REQUIREMENT | Set all the entries down once more, with nothing altered.

+++ DATASET EXTRACT +++

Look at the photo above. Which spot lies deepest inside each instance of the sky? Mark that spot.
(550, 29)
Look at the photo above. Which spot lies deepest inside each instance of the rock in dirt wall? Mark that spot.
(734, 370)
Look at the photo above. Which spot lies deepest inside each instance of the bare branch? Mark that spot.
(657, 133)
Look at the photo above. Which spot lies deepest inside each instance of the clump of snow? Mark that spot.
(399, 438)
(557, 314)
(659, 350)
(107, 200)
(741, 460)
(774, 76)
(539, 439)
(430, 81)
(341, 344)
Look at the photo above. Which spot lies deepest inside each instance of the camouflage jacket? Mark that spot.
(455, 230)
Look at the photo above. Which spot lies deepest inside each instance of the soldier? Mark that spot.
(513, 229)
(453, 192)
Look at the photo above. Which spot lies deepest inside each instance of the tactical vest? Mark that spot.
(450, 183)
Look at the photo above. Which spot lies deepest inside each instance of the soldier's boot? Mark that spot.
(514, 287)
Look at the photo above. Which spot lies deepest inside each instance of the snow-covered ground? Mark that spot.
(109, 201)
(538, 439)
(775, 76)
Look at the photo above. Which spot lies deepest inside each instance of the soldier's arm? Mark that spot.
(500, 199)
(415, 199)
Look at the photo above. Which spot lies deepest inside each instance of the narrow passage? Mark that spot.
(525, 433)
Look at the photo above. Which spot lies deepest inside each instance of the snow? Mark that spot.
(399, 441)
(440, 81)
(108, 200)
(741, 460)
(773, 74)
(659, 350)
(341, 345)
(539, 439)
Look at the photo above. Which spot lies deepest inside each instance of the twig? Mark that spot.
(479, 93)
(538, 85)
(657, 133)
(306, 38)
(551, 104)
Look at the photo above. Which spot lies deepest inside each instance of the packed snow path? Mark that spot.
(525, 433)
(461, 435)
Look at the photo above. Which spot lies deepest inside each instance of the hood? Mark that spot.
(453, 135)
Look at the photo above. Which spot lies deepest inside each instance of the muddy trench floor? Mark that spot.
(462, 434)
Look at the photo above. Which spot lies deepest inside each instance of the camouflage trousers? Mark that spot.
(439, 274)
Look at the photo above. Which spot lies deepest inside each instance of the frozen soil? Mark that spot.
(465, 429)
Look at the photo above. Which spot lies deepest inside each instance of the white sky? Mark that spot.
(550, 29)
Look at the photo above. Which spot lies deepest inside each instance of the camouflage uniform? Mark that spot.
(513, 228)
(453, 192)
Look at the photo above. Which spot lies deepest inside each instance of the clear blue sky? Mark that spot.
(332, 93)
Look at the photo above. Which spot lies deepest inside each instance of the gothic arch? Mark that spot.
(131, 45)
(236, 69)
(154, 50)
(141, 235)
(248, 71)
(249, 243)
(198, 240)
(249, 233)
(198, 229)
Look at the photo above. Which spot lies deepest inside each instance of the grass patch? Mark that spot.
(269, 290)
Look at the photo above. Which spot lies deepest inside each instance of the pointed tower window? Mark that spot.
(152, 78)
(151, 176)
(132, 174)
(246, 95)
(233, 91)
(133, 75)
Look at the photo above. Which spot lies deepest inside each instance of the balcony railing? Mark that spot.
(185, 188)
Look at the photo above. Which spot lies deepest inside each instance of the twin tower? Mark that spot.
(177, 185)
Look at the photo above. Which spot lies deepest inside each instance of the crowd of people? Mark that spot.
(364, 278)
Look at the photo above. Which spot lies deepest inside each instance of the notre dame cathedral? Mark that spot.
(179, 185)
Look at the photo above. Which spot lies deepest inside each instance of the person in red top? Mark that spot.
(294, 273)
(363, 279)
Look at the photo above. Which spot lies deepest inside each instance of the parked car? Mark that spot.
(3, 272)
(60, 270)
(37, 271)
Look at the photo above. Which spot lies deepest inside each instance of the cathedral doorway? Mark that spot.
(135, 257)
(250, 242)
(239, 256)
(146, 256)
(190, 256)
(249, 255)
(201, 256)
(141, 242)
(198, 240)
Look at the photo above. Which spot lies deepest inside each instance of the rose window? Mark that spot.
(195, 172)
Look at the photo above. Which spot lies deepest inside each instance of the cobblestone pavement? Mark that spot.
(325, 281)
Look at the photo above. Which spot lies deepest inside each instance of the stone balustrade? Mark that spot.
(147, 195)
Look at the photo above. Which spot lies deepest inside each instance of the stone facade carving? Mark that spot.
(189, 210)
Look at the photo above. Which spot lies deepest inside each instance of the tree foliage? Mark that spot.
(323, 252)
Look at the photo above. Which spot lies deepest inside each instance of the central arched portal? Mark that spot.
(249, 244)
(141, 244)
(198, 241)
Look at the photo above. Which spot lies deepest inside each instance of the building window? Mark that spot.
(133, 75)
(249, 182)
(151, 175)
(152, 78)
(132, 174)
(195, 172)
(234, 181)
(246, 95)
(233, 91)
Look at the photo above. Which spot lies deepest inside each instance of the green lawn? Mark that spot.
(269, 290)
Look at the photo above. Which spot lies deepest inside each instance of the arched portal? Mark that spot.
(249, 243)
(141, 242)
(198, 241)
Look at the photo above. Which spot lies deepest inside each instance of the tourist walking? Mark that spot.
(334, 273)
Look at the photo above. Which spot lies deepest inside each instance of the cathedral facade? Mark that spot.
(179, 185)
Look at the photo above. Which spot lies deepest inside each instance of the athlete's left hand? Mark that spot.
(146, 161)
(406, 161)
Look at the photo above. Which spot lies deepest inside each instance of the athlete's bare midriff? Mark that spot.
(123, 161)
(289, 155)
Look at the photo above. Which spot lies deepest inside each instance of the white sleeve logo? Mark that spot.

+++

ANSWER TO THE EXERCISE |
Look at the photo above. Which spot lies deepest inside each instance of the sky? Mark that spot.
(550, 29)
Look at the photo above. Which spot lies deepest inside each instance of the rock in dirt wall? Mark that spot.
(734, 370)
Look at the photo above. Which spot lies deepest inside each instance of the bare branch? Mark that spot.
(657, 133)
Look at the photo above. Which spot lies deepest inside each instance of the clump of snow? Mark that spot.
(399, 438)
(557, 314)
(659, 350)
(107, 200)
(741, 460)
(774, 76)
(539, 439)
(430, 81)
(341, 344)
Look at the photo above. Which spot lies deepest inside each instance of the camouflage jacket? Mark that spot.
(455, 230)
Look at the photo above. Which spot lies deepest inside each instance of the soldier? Mark that spot.
(513, 229)
(453, 192)
Look at the photo above. Which spot lies deepest inside each instance of the tactical vest? Mark that spot.
(450, 183)
Look at the photo above. Which spot lies deepest inside each instance of the soldier's boot? Mark that spot.
(514, 287)
Look at the photo above. Which spot lies deepest inside each instance of the snow-covered ground? Mark that spot.
(109, 201)
(538, 439)
(775, 76)
Look at the photo above. Which spot lies deepest inside each instance of the soldier's arm? Mark that spot.
(500, 199)
(415, 199)
Look at the photo above. Which spot lies deepest inside each instance of the narrow passage? Mark that spot.
(525, 433)
Look at the photo above. Which spot lies deepest inside each instance of the snow? Mark that spot.
(399, 441)
(440, 81)
(108, 200)
(741, 460)
(773, 74)
(659, 350)
(341, 345)
(539, 439)
Look at the photo above. Which spot lies deepest inside each instance of the twig? Mark that spot.
(479, 93)
(538, 85)
(657, 133)
(306, 38)
(551, 104)
Look at the photo above. Which spot lies deepest inside each instance of the packed snow path? Mark that spot.
(525, 433)
(461, 435)
Look at the photo above. Which spot lies deepest inside each instance of the hood? Mark that spot.
(453, 135)
Look at the photo above. Which spot lies deepest inside each instance of the muddy trench floor? Mark that spot.
(462, 434)
Look at the photo above. Which spot lies deepest inside each instance of the camouflage trousers? Mark that spot.
(439, 274)
Look at the photo above. Which spot lies deepest inside each instance of the frozen soil? Mark that spot.
(465, 429)
Look at the photo above. Which spot lies deepest inside each instance of the white sky? Mark that spot.
(550, 29)
Look at the photo above. Which spot lies deepest inside each instance of the camouflage uniform? Mark that spot.
(513, 228)
(453, 192)
Look at the photo above. Which spot lies deepest inside each instance of the clear blue sky? Mark that spot.
(332, 93)
Look at the photo above. Which spot lies deepest inside each instance of the gothic arch? Mark that spot.
(131, 45)
(236, 69)
(154, 50)
(141, 235)
(248, 71)
(249, 243)
(198, 240)
(249, 233)
(198, 229)
Look at the photo above. Which spot lies deepest inside each instance of the grass patch? Mark that spot.
(269, 290)
Look at the photo above. Which spot lies deepest inside each instance of the pointed tower window? Mark that spot.
(152, 78)
(151, 176)
(132, 174)
(246, 95)
(233, 91)
(133, 75)
Look at the photo above. Which spot lies deepest inside each instance of the balcony railing? Mark that spot.
(185, 188)
Look at the photo above. Which spot lies deepest inside each instance of the twin tower? Mark that spot.
(177, 185)
Look at the photo above. Which spot lies deepest inside each instance of the crowd of people? Mark that spot.
(364, 278)
Look at the photo above. Which spot lies deepest inside each instance of the notre dame cathedral? Mark that spot.
(179, 185)
Look at the photo above. Which spot lies deepest inside each instance of the person in red top? Mark that spot.
(294, 273)
(363, 279)
Look at the photo above. Which spot lies deepest inside each instance of the parked car? Mark that spot.
(3, 272)
(60, 270)
(37, 271)
Look at the photo above. Which spot lies deepest inside each instance of the cathedral doorway? Mark that spot.
(135, 257)
(250, 242)
(239, 256)
(146, 256)
(190, 256)
(249, 255)
(201, 256)
(141, 242)
(198, 240)
Look at the photo above. Which spot lies deepest inside each instance of the rose window? Mark that spot.
(195, 172)
Look at the photo above. Which spot lies deepest inside each instance of the cobblestone pavement? Mark that spot.
(325, 281)
Look at the photo above. Which spot lies deepest inside each instance of the stone balustrade? Mark that spot.
(147, 195)
Look at the photo above. Which spot lies deepest inside each instance of the stone facade carving? Mark that spot.
(189, 210)
Look at the photo above. Which spot lies deepest inside each instance of the tree foliage? Mark that spot.
(323, 252)
Look at the photo above. Which spot lies deepest inside each instance of the central arched portal? Mark that spot.
(249, 244)
(141, 244)
(198, 241)
Look at the photo above. Which spot lies deepest inside each instance of the building window? Mark that spot.
(133, 75)
(249, 182)
(151, 175)
(152, 78)
(132, 174)
(195, 172)
(234, 181)
(246, 95)
(233, 91)
Look at the photo above. Which spot lies deepest inside each instance of the green lawn? Mark that spot.
(269, 290)
Look at the photo above. Which spot lies deepest inside each instance of the arched portal? Mark that spot.
(249, 243)
(141, 242)
(198, 241)
Look at the photo above. Which spot lies deepest inside each instance of the tourist walking? Mark that spot.
(334, 273)
Look at the photo above. Which spot lies deepest inside each instance of the cathedral facade? Mark that spot.
(179, 185)
Look at the photo above. Which spot lies deepest inside each instance of the athlete's left hand? Mark that spot.
(146, 161)
(406, 161)
Look at the photo above. Which spot lies deepest inside each instance of the athlete's bare midriff? Mark that spot.
(123, 161)
(289, 155)
Look at the photo above. Which spot lies deepest inside each instance of the white sleeve logo? Mark that spot.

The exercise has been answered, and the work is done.